__About this exercise__
Copy the piece about movie slogan clothing word for word, in full.
++++ Source extract
At last the anticipation is over, the sleepless nights and the day dreaming can end as finally Summit entertainment have blessed our screens with the latest in the Twilight franchise. Now here’s an emergency for the plastic; pre booking tickets to the first showing. Gathering up my other twilighters we all embrace our inner child. Now with my mix up in hand I look around expecting to find screaming teenage girls, therefore imagine my surprise when the chair in front is engulfed by a man who would not look out of place in a football crowd. I breathe a sigh of relief that I didn’t fully indulge my hysteria over the franchise and buy the team Edward t-shirt. Thank god I listened to the incessant complaints concerning my obsession and their growing embarrassment. However it has led me to ponder; is movie slogan clothing the epitome of geek or chic?

For men it has become socially acceptable to resemble Peter Parker mid change and present the new style smasual, via men overheard in More magazine; however for women the overall effect is rather different. Although in fairness superman and batman have become cult classics; widely recognised by their signature colours and logos. For women movie slogan t-shirts merely announce to the public your bad taste in films or a blatant attempt to relive your childhood. Therefore time to keep the t-shirt for my many home viewings of the DVD when it comes out and keep my obsession to myself.
++++++++
++++ Data under study
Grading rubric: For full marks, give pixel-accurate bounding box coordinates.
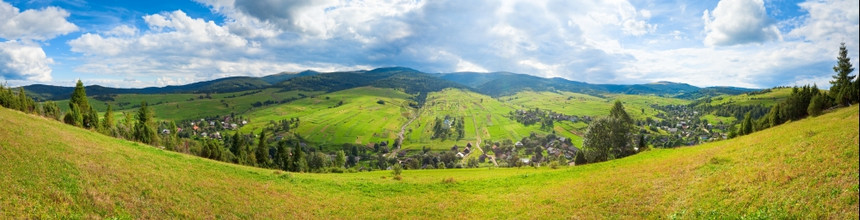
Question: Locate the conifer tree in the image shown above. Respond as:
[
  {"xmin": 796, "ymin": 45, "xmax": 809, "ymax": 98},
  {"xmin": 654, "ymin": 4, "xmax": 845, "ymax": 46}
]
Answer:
[
  {"xmin": 134, "ymin": 101, "xmax": 158, "ymax": 146},
  {"xmin": 101, "ymin": 104, "xmax": 116, "ymax": 136},
  {"xmin": 18, "ymin": 87, "xmax": 36, "ymax": 113},
  {"xmin": 256, "ymin": 131, "xmax": 272, "ymax": 167},
  {"xmin": 830, "ymin": 42, "xmax": 858, "ymax": 106}
]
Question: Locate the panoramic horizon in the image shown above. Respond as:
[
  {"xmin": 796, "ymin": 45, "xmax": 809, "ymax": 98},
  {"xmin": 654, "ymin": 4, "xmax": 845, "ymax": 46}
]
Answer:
[
  {"xmin": 0, "ymin": 0, "xmax": 860, "ymax": 88},
  {"xmin": 0, "ymin": 0, "xmax": 860, "ymax": 219}
]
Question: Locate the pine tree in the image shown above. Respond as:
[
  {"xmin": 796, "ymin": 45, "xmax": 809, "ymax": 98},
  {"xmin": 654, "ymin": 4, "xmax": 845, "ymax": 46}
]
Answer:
[
  {"xmin": 806, "ymin": 95, "xmax": 825, "ymax": 117},
  {"xmin": 164, "ymin": 121, "xmax": 179, "ymax": 150},
  {"xmin": 742, "ymin": 112, "xmax": 753, "ymax": 135},
  {"xmin": 18, "ymin": 87, "xmax": 36, "ymax": 113},
  {"xmin": 830, "ymin": 42, "xmax": 858, "ymax": 106},
  {"xmin": 102, "ymin": 104, "xmax": 116, "ymax": 136},
  {"xmin": 134, "ymin": 101, "xmax": 158, "ymax": 146},
  {"xmin": 63, "ymin": 103, "xmax": 84, "ymax": 127},
  {"xmin": 84, "ymin": 106, "xmax": 100, "ymax": 130},
  {"xmin": 42, "ymin": 101, "xmax": 62, "ymax": 120},
  {"xmin": 290, "ymin": 143, "xmax": 308, "ymax": 172},
  {"xmin": 256, "ymin": 131, "xmax": 272, "ymax": 167},
  {"xmin": 334, "ymin": 150, "xmax": 346, "ymax": 168},
  {"xmin": 69, "ymin": 80, "xmax": 90, "ymax": 109}
]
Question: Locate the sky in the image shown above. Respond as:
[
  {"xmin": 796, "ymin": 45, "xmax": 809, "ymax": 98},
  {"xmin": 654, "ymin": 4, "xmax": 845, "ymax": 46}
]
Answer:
[{"xmin": 0, "ymin": 0, "xmax": 860, "ymax": 88}]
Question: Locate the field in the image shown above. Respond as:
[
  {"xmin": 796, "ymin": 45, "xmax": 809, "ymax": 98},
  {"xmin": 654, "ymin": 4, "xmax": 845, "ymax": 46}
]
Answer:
[
  {"xmin": 711, "ymin": 88, "xmax": 792, "ymax": 107},
  {"xmin": 57, "ymin": 88, "xmax": 321, "ymax": 121},
  {"xmin": 240, "ymin": 87, "xmax": 414, "ymax": 146},
  {"xmin": 403, "ymin": 89, "xmax": 581, "ymax": 150},
  {"xmin": 499, "ymin": 91, "xmax": 690, "ymax": 120},
  {"xmin": 0, "ymin": 102, "xmax": 860, "ymax": 219}
]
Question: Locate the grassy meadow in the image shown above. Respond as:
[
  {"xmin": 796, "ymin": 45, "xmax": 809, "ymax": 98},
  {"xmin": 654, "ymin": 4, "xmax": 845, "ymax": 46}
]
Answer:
[
  {"xmin": 499, "ymin": 91, "xmax": 690, "ymax": 120},
  {"xmin": 403, "ymin": 89, "xmax": 581, "ymax": 150},
  {"xmin": 0, "ymin": 102, "xmax": 860, "ymax": 219},
  {"xmin": 57, "ymin": 88, "xmax": 321, "ymax": 121},
  {"xmin": 240, "ymin": 87, "xmax": 414, "ymax": 145}
]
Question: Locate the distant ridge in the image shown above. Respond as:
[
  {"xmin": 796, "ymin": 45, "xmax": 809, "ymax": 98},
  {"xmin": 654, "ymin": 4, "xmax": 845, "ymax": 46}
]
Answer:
[{"xmin": 24, "ymin": 67, "xmax": 756, "ymax": 100}]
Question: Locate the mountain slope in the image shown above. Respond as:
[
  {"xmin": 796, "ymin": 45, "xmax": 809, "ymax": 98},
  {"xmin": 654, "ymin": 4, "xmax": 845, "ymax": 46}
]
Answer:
[
  {"xmin": 24, "ymin": 76, "xmax": 271, "ymax": 100},
  {"xmin": 0, "ymin": 105, "xmax": 860, "ymax": 219}
]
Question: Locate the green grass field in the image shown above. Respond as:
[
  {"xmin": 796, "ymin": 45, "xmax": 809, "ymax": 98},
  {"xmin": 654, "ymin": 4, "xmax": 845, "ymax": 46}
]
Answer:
[
  {"xmin": 499, "ymin": 91, "xmax": 690, "ymax": 120},
  {"xmin": 711, "ymin": 88, "xmax": 792, "ymax": 107},
  {"xmin": 240, "ymin": 87, "xmax": 414, "ymax": 146},
  {"xmin": 57, "ymin": 88, "xmax": 321, "ymax": 121},
  {"xmin": 403, "ymin": 89, "xmax": 580, "ymax": 150},
  {"xmin": 0, "ymin": 102, "xmax": 860, "ymax": 219}
]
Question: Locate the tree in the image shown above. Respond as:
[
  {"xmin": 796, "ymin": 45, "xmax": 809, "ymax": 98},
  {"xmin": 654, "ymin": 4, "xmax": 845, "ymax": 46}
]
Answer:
[
  {"xmin": 84, "ymin": 106, "xmax": 100, "ymax": 130},
  {"xmin": 69, "ymin": 80, "xmax": 90, "ymax": 112},
  {"xmin": 18, "ymin": 87, "xmax": 36, "ymax": 113},
  {"xmin": 274, "ymin": 141, "xmax": 291, "ymax": 170},
  {"xmin": 69, "ymin": 80, "xmax": 98, "ymax": 128},
  {"xmin": 291, "ymin": 143, "xmax": 308, "ymax": 172},
  {"xmin": 807, "ymin": 94, "xmax": 826, "ymax": 117},
  {"xmin": 102, "ymin": 104, "xmax": 115, "ymax": 136},
  {"xmin": 573, "ymin": 150, "xmax": 588, "ymax": 166},
  {"xmin": 63, "ymin": 103, "xmax": 83, "ymax": 127},
  {"xmin": 165, "ymin": 121, "xmax": 178, "ymax": 150},
  {"xmin": 739, "ymin": 112, "xmax": 753, "ymax": 135},
  {"xmin": 41, "ymin": 101, "xmax": 62, "ymax": 120},
  {"xmin": 256, "ymin": 131, "xmax": 272, "ymax": 167},
  {"xmin": 830, "ymin": 42, "xmax": 858, "ymax": 106},
  {"xmin": 334, "ymin": 150, "xmax": 346, "ymax": 168},
  {"xmin": 134, "ymin": 101, "xmax": 158, "ymax": 146},
  {"xmin": 582, "ymin": 118, "xmax": 618, "ymax": 163},
  {"xmin": 583, "ymin": 101, "xmax": 636, "ymax": 162},
  {"xmin": 609, "ymin": 100, "xmax": 633, "ymax": 125}
]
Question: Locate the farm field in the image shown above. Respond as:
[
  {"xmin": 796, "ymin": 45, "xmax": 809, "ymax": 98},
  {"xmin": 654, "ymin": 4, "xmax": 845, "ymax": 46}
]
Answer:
[
  {"xmin": 711, "ymin": 88, "xmax": 792, "ymax": 107},
  {"xmin": 57, "ymin": 88, "xmax": 321, "ymax": 121},
  {"xmin": 0, "ymin": 101, "xmax": 860, "ymax": 219},
  {"xmin": 403, "ymin": 89, "xmax": 581, "ymax": 150},
  {"xmin": 239, "ymin": 87, "xmax": 414, "ymax": 145},
  {"xmin": 499, "ymin": 91, "xmax": 690, "ymax": 120}
]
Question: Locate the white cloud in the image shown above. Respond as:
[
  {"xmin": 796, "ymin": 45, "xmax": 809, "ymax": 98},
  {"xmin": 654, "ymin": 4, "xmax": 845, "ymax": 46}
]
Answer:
[
  {"xmin": 702, "ymin": 0, "xmax": 782, "ymax": 46},
  {"xmin": 57, "ymin": 0, "xmax": 858, "ymax": 87},
  {"xmin": 0, "ymin": 41, "xmax": 54, "ymax": 82},
  {"xmin": 0, "ymin": 1, "xmax": 78, "ymax": 40},
  {"xmin": 0, "ymin": 1, "xmax": 78, "ymax": 82}
]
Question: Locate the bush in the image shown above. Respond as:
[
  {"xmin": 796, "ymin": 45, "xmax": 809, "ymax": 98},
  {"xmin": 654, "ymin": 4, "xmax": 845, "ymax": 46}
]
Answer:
[
  {"xmin": 549, "ymin": 161, "xmax": 558, "ymax": 169},
  {"xmin": 391, "ymin": 163, "xmax": 403, "ymax": 177}
]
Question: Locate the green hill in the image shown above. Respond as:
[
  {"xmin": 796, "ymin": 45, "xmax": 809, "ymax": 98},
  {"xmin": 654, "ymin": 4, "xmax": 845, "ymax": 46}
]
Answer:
[{"xmin": 0, "ymin": 105, "xmax": 860, "ymax": 219}]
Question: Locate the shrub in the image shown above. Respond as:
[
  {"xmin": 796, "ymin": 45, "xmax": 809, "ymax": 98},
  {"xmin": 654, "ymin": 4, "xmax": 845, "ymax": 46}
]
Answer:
[
  {"xmin": 391, "ymin": 163, "xmax": 403, "ymax": 177},
  {"xmin": 549, "ymin": 161, "xmax": 558, "ymax": 169}
]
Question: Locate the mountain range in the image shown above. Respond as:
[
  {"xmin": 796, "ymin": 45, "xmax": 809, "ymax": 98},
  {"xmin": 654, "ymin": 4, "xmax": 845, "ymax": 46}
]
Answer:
[{"xmin": 24, "ymin": 67, "xmax": 757, "ymax": 102}]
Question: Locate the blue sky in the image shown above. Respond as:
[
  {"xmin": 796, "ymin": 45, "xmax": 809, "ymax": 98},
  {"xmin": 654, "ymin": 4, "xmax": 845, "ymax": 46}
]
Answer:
[{"xmin": 0, "ymin": 0, "xmax": 860, "ymax": 88}]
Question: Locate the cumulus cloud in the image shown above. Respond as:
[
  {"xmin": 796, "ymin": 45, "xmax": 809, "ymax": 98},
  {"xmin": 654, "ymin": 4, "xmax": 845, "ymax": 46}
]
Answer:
[
  {"xmin": 0, "ymin": 41, "xmax": 54, "ymax": 82},
  {"xmin": 0, "ymin": 1, "xmax": 78, "ymax": 40},
  {"xmin": 60, "ymin": 0, "xmax": 858, "ymax": 87},
  {"xmin": 702, "ymin": 0, "xmax": 782, "ymax": 46},
  {"xmin": 0, "ymin": 1, "xmax": 78, "ymax": 82}
]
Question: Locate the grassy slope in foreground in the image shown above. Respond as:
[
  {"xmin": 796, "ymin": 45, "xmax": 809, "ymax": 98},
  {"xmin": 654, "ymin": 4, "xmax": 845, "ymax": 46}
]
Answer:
[{"xmin": 0, "ymin": 106, "xmax": 860, "ymax": 219}]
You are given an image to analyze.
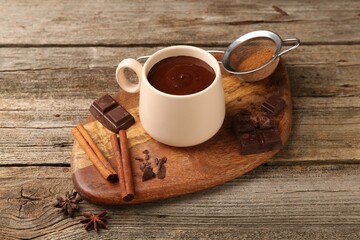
++++++++
__Solved exercise__
At last the anticipation is over, the sleepless nights and the day dreaming can end as finally Summit entertainment have blessed our screens with the latest in the Twilight franchise. Now here’s an emergency for the plastic; pre booking tickets to the first showing. Gathering up my other twilighters we all embrace our inner child. Now with my mix up in hand I look around expecting to find screaming teenage girls, therefore imagine my surprise when the chair in front is engulfed by a man who would not look out of place in a football crowd. I breathe a sigh of relief that I didn’t fully indulge my hysteria over the franchise and buy the team Edward t-shirt. Thank god I listened to the incessant complaints concerning my obsession and their growing embarrassment. However it has led me to ponder; is movie slogan clothing the epitome of geek or chic?

For men it has become socially acceptable to resemble Peter Parker mid change and present the new style smasual, via men overheard in More magazine; however for women the overall effect is rather different. Although in fairness superman and batman have become cult classics; widely recognised by their signature colours and logos. For women movie slogan t-shirts merely announce to the public your bad taste in films or a blatant attempt to relive your childhood. Therefore time to keep the t-shirt for my many home viewings of the DVD when it comes out and keep my obsession to myself.